## Exercise
Return, from the lines below, each one that includes the word "backpack".

## Natural-language object grounding data
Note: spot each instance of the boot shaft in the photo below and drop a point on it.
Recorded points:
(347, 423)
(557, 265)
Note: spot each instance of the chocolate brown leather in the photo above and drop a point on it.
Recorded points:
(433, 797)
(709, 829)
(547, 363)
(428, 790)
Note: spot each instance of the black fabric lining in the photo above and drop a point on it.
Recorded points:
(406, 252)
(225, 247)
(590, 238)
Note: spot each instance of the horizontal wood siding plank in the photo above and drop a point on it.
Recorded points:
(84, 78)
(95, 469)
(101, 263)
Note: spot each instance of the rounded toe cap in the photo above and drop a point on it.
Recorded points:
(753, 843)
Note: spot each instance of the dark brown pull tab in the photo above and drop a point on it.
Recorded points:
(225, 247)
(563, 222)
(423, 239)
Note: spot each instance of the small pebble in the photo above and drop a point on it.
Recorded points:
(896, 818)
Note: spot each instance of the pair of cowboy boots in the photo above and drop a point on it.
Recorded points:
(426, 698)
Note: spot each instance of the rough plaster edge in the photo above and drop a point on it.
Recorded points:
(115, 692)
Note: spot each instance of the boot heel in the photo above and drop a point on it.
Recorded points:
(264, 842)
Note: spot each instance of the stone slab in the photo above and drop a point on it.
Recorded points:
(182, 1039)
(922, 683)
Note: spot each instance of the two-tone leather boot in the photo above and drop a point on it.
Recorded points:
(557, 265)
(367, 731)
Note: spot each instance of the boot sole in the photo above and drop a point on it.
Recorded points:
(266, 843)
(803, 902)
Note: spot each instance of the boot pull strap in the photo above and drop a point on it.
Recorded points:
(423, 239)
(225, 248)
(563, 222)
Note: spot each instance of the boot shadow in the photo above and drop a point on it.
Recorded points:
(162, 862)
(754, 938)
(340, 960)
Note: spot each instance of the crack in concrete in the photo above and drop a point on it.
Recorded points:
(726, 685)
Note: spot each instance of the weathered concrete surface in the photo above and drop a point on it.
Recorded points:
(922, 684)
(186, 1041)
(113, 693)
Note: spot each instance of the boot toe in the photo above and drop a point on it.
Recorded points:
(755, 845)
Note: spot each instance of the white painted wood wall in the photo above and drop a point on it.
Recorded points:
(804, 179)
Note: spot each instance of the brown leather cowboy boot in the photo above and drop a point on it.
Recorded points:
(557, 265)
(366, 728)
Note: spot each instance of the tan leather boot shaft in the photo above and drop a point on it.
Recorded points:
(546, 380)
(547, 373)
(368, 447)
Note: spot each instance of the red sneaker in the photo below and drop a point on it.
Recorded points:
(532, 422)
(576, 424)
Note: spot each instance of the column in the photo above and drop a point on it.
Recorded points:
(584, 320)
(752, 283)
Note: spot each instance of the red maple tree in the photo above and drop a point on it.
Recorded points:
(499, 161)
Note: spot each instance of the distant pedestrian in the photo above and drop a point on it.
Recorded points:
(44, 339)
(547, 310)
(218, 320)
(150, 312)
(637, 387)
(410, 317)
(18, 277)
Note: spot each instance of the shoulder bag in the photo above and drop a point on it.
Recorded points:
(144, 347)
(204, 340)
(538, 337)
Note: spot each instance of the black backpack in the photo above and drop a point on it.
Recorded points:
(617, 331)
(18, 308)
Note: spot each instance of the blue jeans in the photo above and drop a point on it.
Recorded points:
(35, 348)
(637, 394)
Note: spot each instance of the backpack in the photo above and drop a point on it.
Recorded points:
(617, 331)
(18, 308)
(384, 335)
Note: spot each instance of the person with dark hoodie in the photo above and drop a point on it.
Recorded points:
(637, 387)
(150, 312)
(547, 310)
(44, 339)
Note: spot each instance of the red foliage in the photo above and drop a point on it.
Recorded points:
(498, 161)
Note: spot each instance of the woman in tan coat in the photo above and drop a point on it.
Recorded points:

## Expected answer
Note: spot each instance of the black backpack in the photo above and drop a point on it.
Note: spot each instance of the backpack in the photo above and drop a point on it.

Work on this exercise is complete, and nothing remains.